AUFGABE
Schreiben Sie den folgenden Textauszug über die Automatisierungslösung beim Polieren vollständig und wortgetreu ab.

Für Haigis hat sich mit dieser Automatisierungslösung gleich eine ganze Reihe von Vorteilen ergeben. «Unsere Arbeit ist insgesamt planbarer geworden. Wir müssen starke Auftragsschwankungen bewältigen. Mit dem Roboter schaffen wir das zuverlässig, weil wir die Anlage auch einmal über Nacht laufen lassen können», stellt Manfred Bürkle fest. «Mit der Anlage werden sehr gute Polierleistungen erzielt. Der Roboter dreht endlos mit gleichbleibender Qualität. Er braucht keine Pausen, was uns 30% Zeit einspart.» Das Polieren eines 200-g-Gewichts dauerte von Hand etwa16 min. Davon nimmt der Roboter nun 12 min ab. Somit werden hier sogar 75% Zeit eingespart.

GEGEBENE DATEN
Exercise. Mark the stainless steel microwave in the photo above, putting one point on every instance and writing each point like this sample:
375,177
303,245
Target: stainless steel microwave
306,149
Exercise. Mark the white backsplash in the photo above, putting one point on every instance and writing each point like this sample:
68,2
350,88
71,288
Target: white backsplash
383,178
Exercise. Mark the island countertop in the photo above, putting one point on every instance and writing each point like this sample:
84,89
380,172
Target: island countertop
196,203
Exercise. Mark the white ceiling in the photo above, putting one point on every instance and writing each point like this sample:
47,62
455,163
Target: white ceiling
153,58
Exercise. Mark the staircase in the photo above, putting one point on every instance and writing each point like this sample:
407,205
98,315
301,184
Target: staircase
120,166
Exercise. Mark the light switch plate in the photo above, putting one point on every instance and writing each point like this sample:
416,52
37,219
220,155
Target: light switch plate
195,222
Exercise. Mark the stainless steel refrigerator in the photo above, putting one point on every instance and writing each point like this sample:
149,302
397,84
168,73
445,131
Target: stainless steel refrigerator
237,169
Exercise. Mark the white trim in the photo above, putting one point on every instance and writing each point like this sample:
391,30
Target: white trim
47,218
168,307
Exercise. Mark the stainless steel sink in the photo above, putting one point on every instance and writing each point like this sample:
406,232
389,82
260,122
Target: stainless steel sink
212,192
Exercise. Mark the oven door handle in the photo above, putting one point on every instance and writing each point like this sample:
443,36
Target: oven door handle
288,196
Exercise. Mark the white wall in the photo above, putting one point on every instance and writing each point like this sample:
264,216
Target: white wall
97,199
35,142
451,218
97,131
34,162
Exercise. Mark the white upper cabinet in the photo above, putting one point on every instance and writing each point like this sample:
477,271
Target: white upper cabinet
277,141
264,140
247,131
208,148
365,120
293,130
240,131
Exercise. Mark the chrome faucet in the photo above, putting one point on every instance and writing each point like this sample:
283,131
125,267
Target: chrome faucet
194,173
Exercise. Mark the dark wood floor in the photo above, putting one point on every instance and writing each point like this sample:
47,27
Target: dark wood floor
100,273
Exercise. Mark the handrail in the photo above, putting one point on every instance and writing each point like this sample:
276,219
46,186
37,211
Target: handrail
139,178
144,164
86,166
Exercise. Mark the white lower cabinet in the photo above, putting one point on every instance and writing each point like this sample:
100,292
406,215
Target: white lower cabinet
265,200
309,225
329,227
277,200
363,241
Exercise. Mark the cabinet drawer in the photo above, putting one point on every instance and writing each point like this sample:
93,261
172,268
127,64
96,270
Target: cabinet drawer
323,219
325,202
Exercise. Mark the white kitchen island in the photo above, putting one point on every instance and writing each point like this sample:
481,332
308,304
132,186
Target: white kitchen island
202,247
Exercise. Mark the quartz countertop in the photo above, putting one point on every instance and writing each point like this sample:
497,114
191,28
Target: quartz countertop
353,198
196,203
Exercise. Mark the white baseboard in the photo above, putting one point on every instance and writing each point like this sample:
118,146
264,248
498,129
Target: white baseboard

LÖSUNG
Für Haigis hat sich mit dieser Automatisierungslösung gleich eine ganze Reihe von Vorteilen ergeben. «Unsere Arbeit ist insgesamt planbarer geworden. Wir müssen starke Auftragsschwankungen bewältigen. Mit dem Roboter schaffen wir das zuverlässig, weil wir die Anlage auch einmal über Nacht laufen lassen können», stellt Manfred Bürkle fest. «Mit der Anlage werden sehr gute Polierleistungen erzielt. Der Roboter dreht endlos mit gleichbleibender Qualität. Er braucht keine Pausen, was uns 30% Zeit einspart.» Das Polieren eines 200-g-Gewichts dauerte von Hand etwa16 min. Davon nimmt der Roboter nun 12 min ab. Somit werden hier sogar 75% Zeit eingespart.